§ Passage to read:
#####

Unheard melodies and emotional peaks in Let It Go and Show Yourself: a multimodal sentiment analysis

4.1 Textual analysis

Sentiment analysis is crucial for understanding the polarity and intensity of human emotions expressed in text (Eyu et al. 2025). As defined by Batrinca and Treleaven (2015), it involves “the application of natural language processing, computational linguistics and text analytics to identify and extract subjective information in source materials” (p. 90). With this in mind, our textual analysis deploys two distinct sentiment analysis models, BERT and VADER, chosen for their complementary strengths and proven efficacy across diverse narrative genres (Barik and Misra 2024), further enhancing the robustness of analysis. BERT’s deep learning architecture allows for context-aware sentiment classification, making it particularly well-suited for detecting subtle shifts in emotion across the lyrical content. VADER, a lexicon-based tool, offers a complementary approach, particularly effective for handling more general sentiments often found in media contexts. A significant methodological challenge was the extraction of lyrics directly from the Frozen soundtracks due to the prominent presence of musical instrumentation. To overcome this, Optical Character Recognition (OCR) techniques were applied to available subtitles, providing a reliable source for textual extraction and ensuring the accuracy of subsequent sentiment analysis. This methodological choice demonstrates a practical approach to data acquisition in multimodal analysis. To maintain coherence with the songs’ narrative structures, a four-step process was implemented:

1. Segmentation Alignment. The texts within each previously defined narrative segment were concatenated into a single string. This ensured that the sentiment analysis reflected the entire narrative context of each segment, capturing the overall emotional arc rather than analyzing fragmented pieces of text.

#####

§ Tasks to carry out:
• A. Copy out the passage on sentiment analysis of the Frozen songs from "1. Segmentation Alignment." up to and including "pieces of text.".
• B. Answer these questions from the passage on sentiment analysis of the Frozen songs:
(i) Which two sentiment analysis models does the textual analysis use?
(ii) What technique was applied to subtitles to extract the lyrics?
(iii) In the Segmentation Alignment step, what were the texts within each narrative segment combined into?
• C. Write the next part of the passage on sentiment analysis of the Frozen songs, carrying on after its last sentence.

§ Supplied data:
#####

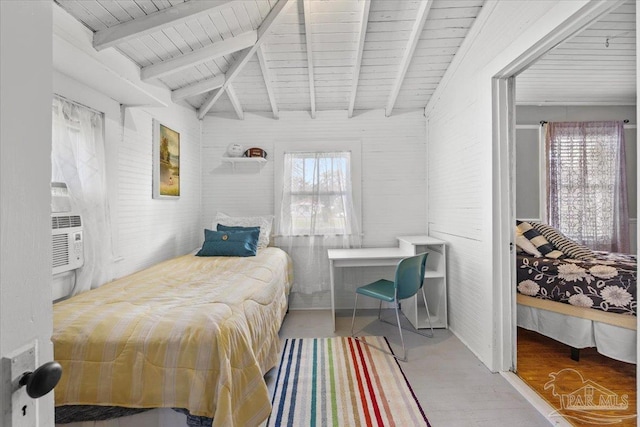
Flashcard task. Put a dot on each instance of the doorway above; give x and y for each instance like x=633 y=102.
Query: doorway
x=504 y=122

#####

§ Answers for the tasks:
• A.
1. Segmentation Alignment. The texts within each previously defined narrative segment were concatenated into a single string. This ensured that the sentiment analysis reflected the entire narrative context of each segment, capturing the overall emotional arc rather than analyzing fragmented pieces of text.

• B.
(i) BERT and VADER.
(ii) Optical Character Recognition (OCR).
(iii) A single string.

• C.
2. Dual-Model Application. Both a BERT-based deep learning model (Hoang et al. 2019) and VADER (Catelli et al. 2022) were applied to each segment. This dual-model approach, a key methodological contribution, provided a more robust evaluation by integrating the strengths of both advanced machine learning and traditional lexicon-based sentiment analysis.

3. Heatmap Visualization. A heatmap visualization (Samek et al. 2017) was used to represent the dominant emotions across the different segments. This visualization technique effectively highlighted variations in sentiment throughout the songs, providing a clear and interpretable representation of the emotional trajectories.

4. OCR for Lyric Extraction. Due to the difficulty of extracting lyrics directly from the soundtracks, OCR was applied to readily available subtitles. This practical solution ensured accurate lyric extraction despite audio complexities.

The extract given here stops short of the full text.